→ **EXERCISE PROMPT**:
Present the material below as a numbered list, one entry per line, with blank lines omitted.

→ **DATA EXTRACT**:
┌────────

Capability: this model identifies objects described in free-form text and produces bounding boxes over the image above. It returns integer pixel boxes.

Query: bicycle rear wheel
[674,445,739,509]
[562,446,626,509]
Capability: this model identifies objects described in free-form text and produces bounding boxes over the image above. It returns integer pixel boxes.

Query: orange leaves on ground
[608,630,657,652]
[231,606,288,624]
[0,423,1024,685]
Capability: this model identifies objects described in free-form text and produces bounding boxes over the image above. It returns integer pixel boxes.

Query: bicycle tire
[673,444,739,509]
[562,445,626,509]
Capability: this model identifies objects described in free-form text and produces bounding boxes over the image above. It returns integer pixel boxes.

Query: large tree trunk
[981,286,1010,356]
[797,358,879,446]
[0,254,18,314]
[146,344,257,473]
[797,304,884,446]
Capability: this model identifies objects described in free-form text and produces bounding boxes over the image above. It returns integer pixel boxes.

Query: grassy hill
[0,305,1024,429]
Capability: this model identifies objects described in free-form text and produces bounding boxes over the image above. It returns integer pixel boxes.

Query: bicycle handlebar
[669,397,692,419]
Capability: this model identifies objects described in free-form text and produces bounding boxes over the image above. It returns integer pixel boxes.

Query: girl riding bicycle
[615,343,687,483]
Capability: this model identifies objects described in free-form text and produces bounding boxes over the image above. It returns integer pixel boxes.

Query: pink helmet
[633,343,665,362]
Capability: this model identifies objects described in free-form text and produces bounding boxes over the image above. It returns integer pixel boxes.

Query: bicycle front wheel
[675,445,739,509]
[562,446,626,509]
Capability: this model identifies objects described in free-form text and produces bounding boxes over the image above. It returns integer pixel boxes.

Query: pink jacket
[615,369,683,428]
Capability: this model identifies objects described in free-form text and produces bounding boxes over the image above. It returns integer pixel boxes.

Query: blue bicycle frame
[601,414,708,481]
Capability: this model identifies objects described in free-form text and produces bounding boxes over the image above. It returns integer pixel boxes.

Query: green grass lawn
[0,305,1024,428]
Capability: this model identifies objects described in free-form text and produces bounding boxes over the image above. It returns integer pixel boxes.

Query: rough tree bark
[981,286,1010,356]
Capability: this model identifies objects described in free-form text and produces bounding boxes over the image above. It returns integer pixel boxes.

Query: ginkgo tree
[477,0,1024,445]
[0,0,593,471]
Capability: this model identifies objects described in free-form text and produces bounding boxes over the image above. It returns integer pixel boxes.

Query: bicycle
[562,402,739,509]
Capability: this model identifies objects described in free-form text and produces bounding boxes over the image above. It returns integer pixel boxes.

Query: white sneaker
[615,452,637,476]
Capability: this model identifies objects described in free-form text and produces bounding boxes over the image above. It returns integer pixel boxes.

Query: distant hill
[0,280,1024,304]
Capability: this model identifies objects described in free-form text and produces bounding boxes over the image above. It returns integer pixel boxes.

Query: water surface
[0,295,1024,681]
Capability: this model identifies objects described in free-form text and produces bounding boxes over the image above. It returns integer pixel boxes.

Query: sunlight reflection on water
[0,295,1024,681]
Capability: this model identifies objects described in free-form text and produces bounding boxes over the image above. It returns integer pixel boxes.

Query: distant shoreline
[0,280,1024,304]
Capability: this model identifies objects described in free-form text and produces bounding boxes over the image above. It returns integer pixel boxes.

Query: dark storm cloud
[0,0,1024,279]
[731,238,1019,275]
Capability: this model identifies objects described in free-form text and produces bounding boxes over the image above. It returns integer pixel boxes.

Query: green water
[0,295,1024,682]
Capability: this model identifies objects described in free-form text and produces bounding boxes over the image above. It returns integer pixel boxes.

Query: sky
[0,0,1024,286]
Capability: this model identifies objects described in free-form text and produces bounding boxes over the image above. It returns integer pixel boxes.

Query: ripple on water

└────────

→ **WRITTEN ANSWER**:
1. Capability: this model identifies objects described in free-form text and produces bounding boxes over the image above. It returns integer pixel boxes.
2. Query: bicycle rear wheel
3. [674,445,739,509]
4. [562,446,626,509]
5. Capability: this model identifies objects described in free-form text and produces bounding boxes over the image above. It returns integer pixel boxes.
6. Query: orange leaves on ground
7. [608,630,657,652]
8. [231,606,288,624]
9. [0,423,1024,685]
10. Capability: this model identifies objects described in free-form text and produces bounding boxes over the image above. It returns integer pixel boxes.
11. Query: bicycle tire
12. [673,444,739,509]
13. [562,445,626,509]
14. Capability: this model identifies objects described in free-form text and produces bounding boxes over the image above. It returns integer pixel boxes.
15. Query: large tree trunk
16. [981,286,1010,356]
17. [797,358,879,446]
18. [0,254,18,314]
19. [146,344,257,473]
20. [797,304,884,446]
21. Capability: this model identifies objects described in free-form text and produces bounding boxes over the image above. It returns integer pixel boxes.
22. Query: grassy hill
23. [0,305,1024,429]
24. Capability: this model identifies objects described in free-form text and produces bounding boxes over the image above. It returns integer pixel boxes.
25. Query: bicycle handlebar
26. [669,397,692,419]
27. Capability: this model identifies objects described in free-form text and produces bounding boxes over the image above. It returns integer pixel boxes.
28. Query: girl riding bicycle
29. [615,343,687,483]
30. Capability: this model identifies objects described in free-form text and produces bounding boxes over the image above. It returns integer pixel boxes.
31. Query: pink helmet
32. [633,343,665,362]
33. Capability: this model identifies objects described in free-form text and produces bounding boxes over the image above. It returns integer pixel boxes.
34. Query: bicycle front wheel
35. [675,445,739,509]
36. [562,446,626,509]
37. Capability: this model identifies objects described in free-form text and produces bounding boxes over the image above. It returns integer pixel boxes.
38. Query: pink jacket
39. [615,369,683,428]
40. Capability: this model identifies objects described in free-form text and produces bounding boxes over the image above. It returns integer pixel boxes.
41. Query: blue bicycle frame
42. [601,414,708,481]
43. Capability: this model identifies objects described in free-form text and produces bounding boxes over the image above. It returns integer pixel boxes.
44. Query: green grass lawn
45. [0,305,1024,428]
46. Capability: this model identifies objects described in free-form text and produces bounding boxes over the image above. It returns integer pixel boxes.
47. Query: rough tree bark
48. [981,286,1010,356]
49. Capability: this model identifies objects described in free-form text and produces bounding boxes over the image above. It returns integer pixel boxes.
50. Query: ginkgo tree
51. [477,0,1024,445]
52. [0,0,593,471]
53. Capability: this model identifies objects described in free-form text and produces bounding boxes over the image above. It returns integer pixel boxes.
54. Query: bicycle
55. [562,402,739,509]
56. Capability: this model identifies objects described in free-form text and produces bounding boxes over the image above. It returns integer pixel boxes.
57. Query: white sneaker
58. [615,452,637,476]
59. Capability: this model identifies objects described in free-form text and produces bounding boxes over the image above. It returns integer pixel boxes.
60. Query: distant hill
61. [0,280,1024,304]
62. Capability: this model identifies objects described in free-form text and produces bounding boxes over the image above. It returns integer pixel boxes.
63. Query: water surface
64. [0,295,1024,681]
65. Capability: this model identifies objects described in free-form text and produces bounding boxes over the image above. It returns integer pixel boxes.
66. Query: sunlight reflection on water
67. [0,295,1024,681]
68. Capability: this model identifies objects described in free-form text and produces bounding boxes over the image above. It returns integer pixel boxes.
69. Query: distant shoreline
70. [0,280,1024,304]
71. Capability: this model identifies objects described in free-form text and produces bounding boxes over the image above. It returns integer pixel boxes.
72. Query: dark storm cloud
73. [0,0,1024,279]
74. [731,238,1019,275]
75. Capability: this model identifies objects described in free-form text and produces bounding boxes over the image above. It returns integer pixel boxes.
76. Query: green water
77. [0,295,1024,682]
78. Capability: this model identifies objects described in free-form text and produces bounding boxes over the image above. It returns integer pixel boxes.
79. Query: sky
80. [0,0,1024,286]
81. Capability: this model identifies objects described in free-form text and produces bounding boxes over the image above. It returns integer pixel boxes.
82. Query: ripple on water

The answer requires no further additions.